=== DATA PROVIDED ===
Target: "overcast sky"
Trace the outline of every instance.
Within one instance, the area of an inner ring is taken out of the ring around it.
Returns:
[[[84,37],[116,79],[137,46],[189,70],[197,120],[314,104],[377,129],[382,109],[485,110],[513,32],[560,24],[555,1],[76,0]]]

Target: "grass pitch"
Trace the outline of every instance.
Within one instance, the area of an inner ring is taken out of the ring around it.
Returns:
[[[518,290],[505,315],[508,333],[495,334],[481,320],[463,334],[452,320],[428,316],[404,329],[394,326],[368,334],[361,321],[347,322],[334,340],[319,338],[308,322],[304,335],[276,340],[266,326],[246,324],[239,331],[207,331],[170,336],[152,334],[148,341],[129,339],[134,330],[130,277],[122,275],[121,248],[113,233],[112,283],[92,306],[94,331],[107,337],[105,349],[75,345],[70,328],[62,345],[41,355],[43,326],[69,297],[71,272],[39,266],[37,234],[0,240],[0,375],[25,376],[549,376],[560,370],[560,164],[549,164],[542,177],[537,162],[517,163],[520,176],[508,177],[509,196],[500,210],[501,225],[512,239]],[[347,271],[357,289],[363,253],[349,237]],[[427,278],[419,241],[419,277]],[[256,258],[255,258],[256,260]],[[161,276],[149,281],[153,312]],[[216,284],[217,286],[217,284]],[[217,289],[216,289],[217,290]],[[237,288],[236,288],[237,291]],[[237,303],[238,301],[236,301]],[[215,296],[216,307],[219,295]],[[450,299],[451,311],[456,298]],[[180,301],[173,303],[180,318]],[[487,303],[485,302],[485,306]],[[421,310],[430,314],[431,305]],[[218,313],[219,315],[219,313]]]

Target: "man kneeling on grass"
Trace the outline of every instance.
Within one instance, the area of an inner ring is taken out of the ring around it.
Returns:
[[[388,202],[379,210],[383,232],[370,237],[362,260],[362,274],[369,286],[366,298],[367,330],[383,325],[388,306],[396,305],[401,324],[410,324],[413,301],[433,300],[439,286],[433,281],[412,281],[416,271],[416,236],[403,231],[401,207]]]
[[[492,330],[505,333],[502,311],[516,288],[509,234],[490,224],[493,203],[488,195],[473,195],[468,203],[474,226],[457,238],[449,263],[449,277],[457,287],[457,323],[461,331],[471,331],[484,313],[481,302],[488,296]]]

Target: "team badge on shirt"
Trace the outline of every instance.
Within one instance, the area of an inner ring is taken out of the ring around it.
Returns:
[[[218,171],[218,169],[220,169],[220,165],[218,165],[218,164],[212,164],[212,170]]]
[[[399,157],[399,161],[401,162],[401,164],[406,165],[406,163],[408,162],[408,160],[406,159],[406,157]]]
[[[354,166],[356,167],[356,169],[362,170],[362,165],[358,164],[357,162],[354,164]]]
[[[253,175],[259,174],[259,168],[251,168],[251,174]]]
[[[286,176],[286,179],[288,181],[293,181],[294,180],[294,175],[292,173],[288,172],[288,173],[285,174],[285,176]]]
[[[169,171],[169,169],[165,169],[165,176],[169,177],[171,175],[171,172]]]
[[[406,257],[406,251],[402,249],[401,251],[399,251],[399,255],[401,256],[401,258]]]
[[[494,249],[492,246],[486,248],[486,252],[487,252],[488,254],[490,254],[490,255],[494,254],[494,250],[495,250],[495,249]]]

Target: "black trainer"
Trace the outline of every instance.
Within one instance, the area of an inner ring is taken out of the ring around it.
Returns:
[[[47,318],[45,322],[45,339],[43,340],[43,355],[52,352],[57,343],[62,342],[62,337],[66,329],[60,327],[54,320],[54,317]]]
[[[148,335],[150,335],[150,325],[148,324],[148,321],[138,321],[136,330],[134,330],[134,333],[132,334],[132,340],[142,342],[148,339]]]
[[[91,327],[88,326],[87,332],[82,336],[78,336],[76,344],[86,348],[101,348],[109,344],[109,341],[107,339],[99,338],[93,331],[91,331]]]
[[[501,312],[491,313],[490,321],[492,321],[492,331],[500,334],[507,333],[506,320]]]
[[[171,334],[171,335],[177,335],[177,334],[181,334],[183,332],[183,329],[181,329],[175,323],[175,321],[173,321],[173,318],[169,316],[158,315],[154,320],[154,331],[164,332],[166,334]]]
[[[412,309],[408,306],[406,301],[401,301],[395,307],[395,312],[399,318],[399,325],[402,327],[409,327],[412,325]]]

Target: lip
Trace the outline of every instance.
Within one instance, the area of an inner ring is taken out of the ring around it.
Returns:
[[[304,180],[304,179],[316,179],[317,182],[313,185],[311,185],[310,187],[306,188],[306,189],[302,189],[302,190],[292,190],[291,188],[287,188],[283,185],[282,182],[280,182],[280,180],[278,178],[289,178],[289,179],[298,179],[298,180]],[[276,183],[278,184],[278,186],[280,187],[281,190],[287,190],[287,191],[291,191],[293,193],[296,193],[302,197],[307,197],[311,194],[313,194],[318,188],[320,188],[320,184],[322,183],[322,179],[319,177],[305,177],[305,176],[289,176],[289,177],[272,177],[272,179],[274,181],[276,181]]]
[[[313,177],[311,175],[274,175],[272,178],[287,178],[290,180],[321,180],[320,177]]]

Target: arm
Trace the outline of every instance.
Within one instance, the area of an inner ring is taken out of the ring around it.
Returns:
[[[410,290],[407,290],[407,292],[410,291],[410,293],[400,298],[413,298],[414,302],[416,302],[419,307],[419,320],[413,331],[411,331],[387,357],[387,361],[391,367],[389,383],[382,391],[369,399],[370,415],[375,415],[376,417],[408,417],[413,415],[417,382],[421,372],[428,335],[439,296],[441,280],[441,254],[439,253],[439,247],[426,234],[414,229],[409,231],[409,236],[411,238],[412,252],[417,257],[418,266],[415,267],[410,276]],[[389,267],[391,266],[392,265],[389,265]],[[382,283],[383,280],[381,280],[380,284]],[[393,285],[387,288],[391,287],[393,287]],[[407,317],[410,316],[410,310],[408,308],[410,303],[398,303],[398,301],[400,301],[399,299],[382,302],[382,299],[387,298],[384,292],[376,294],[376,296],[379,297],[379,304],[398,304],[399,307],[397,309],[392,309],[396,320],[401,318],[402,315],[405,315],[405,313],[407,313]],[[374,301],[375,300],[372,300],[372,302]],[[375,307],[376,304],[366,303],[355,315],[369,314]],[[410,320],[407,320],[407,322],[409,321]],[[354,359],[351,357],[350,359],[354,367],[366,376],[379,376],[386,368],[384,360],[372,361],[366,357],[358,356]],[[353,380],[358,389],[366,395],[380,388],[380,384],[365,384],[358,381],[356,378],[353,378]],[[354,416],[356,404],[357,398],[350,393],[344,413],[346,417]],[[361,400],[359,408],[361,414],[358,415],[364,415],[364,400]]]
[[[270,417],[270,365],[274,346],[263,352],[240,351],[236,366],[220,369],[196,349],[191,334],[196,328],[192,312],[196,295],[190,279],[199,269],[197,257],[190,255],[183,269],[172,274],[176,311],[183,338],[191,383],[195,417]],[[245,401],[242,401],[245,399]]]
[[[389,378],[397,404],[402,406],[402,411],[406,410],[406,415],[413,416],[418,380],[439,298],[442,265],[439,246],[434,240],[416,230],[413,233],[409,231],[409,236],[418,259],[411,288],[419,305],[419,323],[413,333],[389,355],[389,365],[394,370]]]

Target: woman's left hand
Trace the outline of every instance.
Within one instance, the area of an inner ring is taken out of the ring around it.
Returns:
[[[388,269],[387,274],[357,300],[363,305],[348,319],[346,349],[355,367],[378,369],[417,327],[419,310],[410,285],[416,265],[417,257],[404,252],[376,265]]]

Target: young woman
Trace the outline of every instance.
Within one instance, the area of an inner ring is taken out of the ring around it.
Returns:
===
◆ WHAT YOU ARE ASKED TO DO: Please count the lines in the data that include the word "grass" and report the number by itself.

◆ SOLUTION FOR THIS PROBLEM: 2